Où espèrent-ils en
venir ? Une impressionnante levée de boucliers a lieu en Europe et aux
États-Unis, en lever de rideau des réunions de ce weekend
à Washington, où tout le monde qui compte sera réuni
afin de tenir un G7 finances, puis les assemblées annuelles du FMI et
de la Banque mondiale.
« Haro sur la Chine
! » s’exclament avec un bel ensemble les
représentants des gouvernements occidentaux et du FMI, dans le but de
forcer ses dirigeants à réévaluer le yuan. Herman Van Rompuy et José Manuel Barroso
ont joint leurs efforts en ce sens, en publiant un communiqué commun
à la suite d’un sommet sino-européen de trois heures
– toasts crispés compris :
« Nous avons souligné qu’il était important de
rééquilibrer la croissance globale et de réduire les
déséquilibres globaux ». On en reparlera les 11 et
12 novembre, au G20 de Séoul, vient d’annoncer de son
côté Lee Myung-Bak, le président
Sud-coréen.
Tout se présente comme si
cette issue était la dernière porte de sortie dont disposaient
ces gouvernements, qu’ils voulaient à tout prix forcer.
Suscitant la résistance opiniâtre des Chinois, afin de ne pas déclencher
dans leur pays la crise sociale qui ne manquerait pas selon eux d’en
résulter. Un point de vue partagé par les connaisseurs du pays.
« Je prends très
au sérieux la menace d’une guerre des monnaies, même
larvée » a déclaré Dominique Strauss-Kahn,
directeur général du FMI, après avoir pris dans un
premier temps la chose à la légère. Il va falloir en
dire plus pour la désamorcer ! Car les conséquences de
cette guerre vont bien au-delà des frontières chinoises.
Cette offensive est à
plusieurs titres douteuse, permettant à ceux
qui la mènent de tout résumer à ce qui les
exonère de leur responsabilité, en faisant porter la faute sur
la Chine, pour déplorer sa rigidité s’ils
n’obtiennent pas satisfaction. Elle prend les problèmes par le
petit bout de la lorgnette, en vue d’une solution qui se
révélera illusoire, au lieu de s’engager clairement sur
le seul chemin qui tôt ou tard s’imposera : celui
d’une réforme d’ensemble du système
monétaire international.
A ce propos, comment ne pas se
rappeler que le précédent grand chamboulement, Bretton Woods, a
été décidé dans la foulée de la seconde
guerre mondiale, laissant à penser aujourd’hui qu’il
faudra que de grands événements – à ce stade
indéfinis – interviennent dans l’avenir pour que cette
réforme soit possible.
S’en tenir à cette
seule perspective serait néanmoins persévérer dans
l’erreur, car une telle réforme serait loin de tout
régler (1). Cela consisterait à une fois de plus
préconiser un remède monétaire à une crise dont
les raisons sont toutes autres. Alors que les États-Unis, le Japon et
la Grande-Bretagne s’orientent déjà – chacun de
leur côté et tous ensembles, mais à l’exception de
l’Europe – vers une tentative de relance économique en
remettant en route la planche à billets. Une solution qui suscite de
forts doutes quant à son efficacité, et qui va aviver la crise
monétaire. La seule certitude est que les Américains vont
accroître un problème pour tenter d’en régler un
autre.

## Tâches
#1 Reproduisez, dans le texte sur la guerre des monnaies, le passage qui s'ouvre sur les mots contenant "Suscitant la résistance" et se termine par "connaisseurs du pays.".
#2 D'après le texte sur la guerre des monnaies, à quelles dates se tiendra le G20 de Séoul ?
#3 Dans le texte sur la guerre des monnaies, résumez plus brièvement le paragraphe commençant par « S'en tenir à cette seule perspective », en conservant ses faits principaux.
Les entrées qui suivent n'entrent pas en jeu ici.

Enregistrements issus d'une source de données:
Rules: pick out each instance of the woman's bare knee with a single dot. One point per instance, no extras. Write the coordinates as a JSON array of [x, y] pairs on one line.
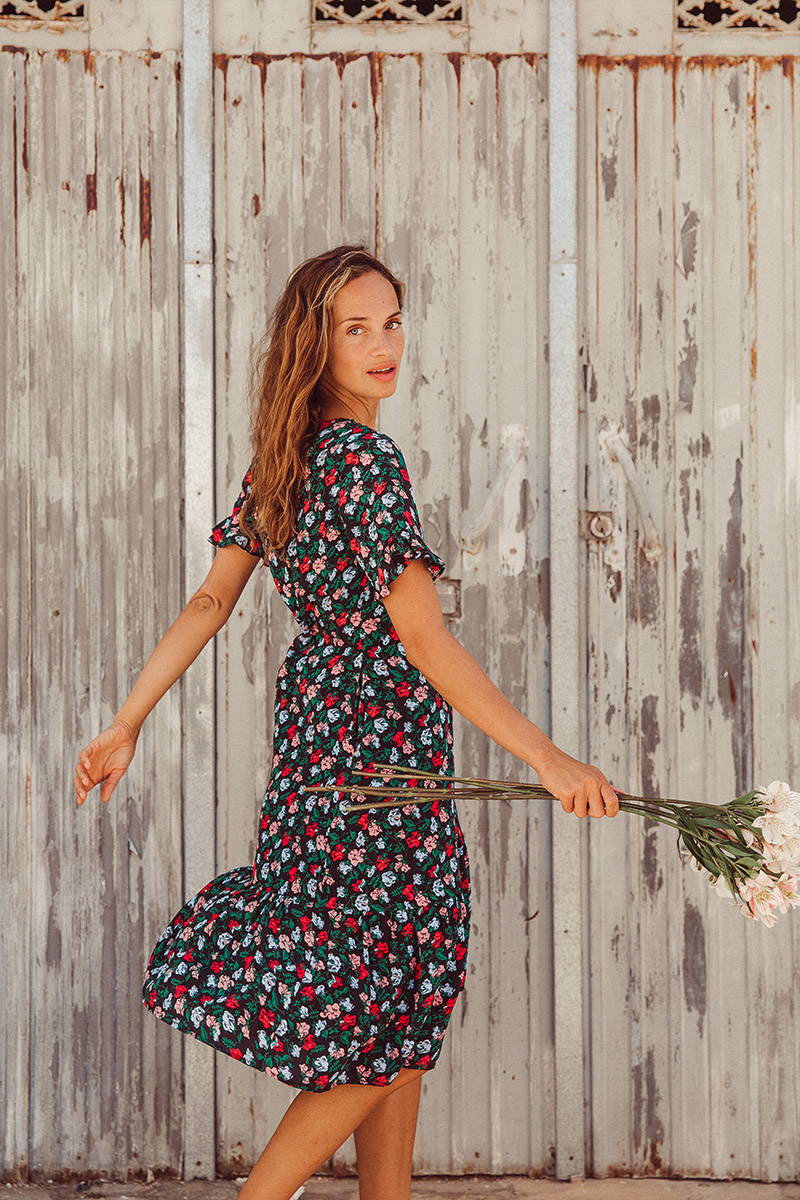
[[404, 1075]]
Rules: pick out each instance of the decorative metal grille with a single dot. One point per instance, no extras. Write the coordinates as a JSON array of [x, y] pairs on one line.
[[777, 15], [356, 12], [46, 11]]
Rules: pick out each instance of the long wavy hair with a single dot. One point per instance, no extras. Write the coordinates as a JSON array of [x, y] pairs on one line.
[[284, 393]]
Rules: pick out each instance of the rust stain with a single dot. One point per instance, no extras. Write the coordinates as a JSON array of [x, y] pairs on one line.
[[733, 659], [650, 425], [648, 1126], [695, 970], [690, 660], [145, 211], [650, 741]]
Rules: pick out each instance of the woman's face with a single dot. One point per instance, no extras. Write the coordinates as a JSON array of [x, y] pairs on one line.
[[367, 335]]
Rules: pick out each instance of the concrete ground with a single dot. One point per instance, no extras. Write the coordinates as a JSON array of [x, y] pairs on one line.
[[505, 1187]]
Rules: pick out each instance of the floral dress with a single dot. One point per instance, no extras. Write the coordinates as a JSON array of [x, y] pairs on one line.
[[337, 955]]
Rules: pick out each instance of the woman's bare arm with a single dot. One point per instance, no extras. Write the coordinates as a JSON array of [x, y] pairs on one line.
[[200, 619], [107, 756], [413, 605]]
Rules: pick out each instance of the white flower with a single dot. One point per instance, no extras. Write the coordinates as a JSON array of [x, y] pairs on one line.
[[777, 827], [780, 798]]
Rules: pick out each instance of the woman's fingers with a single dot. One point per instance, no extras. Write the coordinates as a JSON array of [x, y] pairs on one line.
[[611, 799]]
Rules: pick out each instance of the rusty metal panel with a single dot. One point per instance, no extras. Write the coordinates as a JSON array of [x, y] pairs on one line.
[[92, 424], [689, 351], [313, 151], [689, 291]]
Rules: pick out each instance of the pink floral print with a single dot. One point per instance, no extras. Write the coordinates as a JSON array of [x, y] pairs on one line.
[[338, 954]]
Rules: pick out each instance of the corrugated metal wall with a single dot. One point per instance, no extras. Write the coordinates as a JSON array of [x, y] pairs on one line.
[[689, 180], [690, 349]]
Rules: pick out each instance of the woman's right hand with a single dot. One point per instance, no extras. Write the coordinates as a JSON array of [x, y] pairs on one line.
[[581, 787], [104, 760]]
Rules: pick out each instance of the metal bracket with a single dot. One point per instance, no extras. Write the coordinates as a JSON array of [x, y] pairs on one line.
[[513, 442], [619, 453]]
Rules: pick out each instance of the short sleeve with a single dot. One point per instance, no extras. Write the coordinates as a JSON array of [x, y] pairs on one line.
[[227, 532], [374, 505]]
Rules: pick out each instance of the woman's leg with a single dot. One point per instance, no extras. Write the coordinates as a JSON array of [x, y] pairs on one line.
[[312, 1128], [384, 1145]]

## Réponses par tâche
#1
Suscitant la résistance opiniâtre des Chinois, afin de ne pas déclencher
dans leur pays la crise sociale qui ne manquerait pas selon eux d’en
résulter. Un point de vue partagé par les connaisseurs du pays.

#2 Les 11 et 12 novembre.

#3 Se limiter à une réforme du système monétaire international serait une erreur. Une telle réforme ne réglerait pas tout et apporterait un remède monétaire à une crise dont les causes sont autres. Les États-Unis, le Japon et la Grande-Bretagne cherchent déjà à relancer l'économie en faisant tourner la planche à billets, contrairement à l'Europe. Cette solution à l'efficacité douteuse aggravera la crise monétaire. Les Américains vont ainsi accroître un problème pour tenter d'en régler un autre.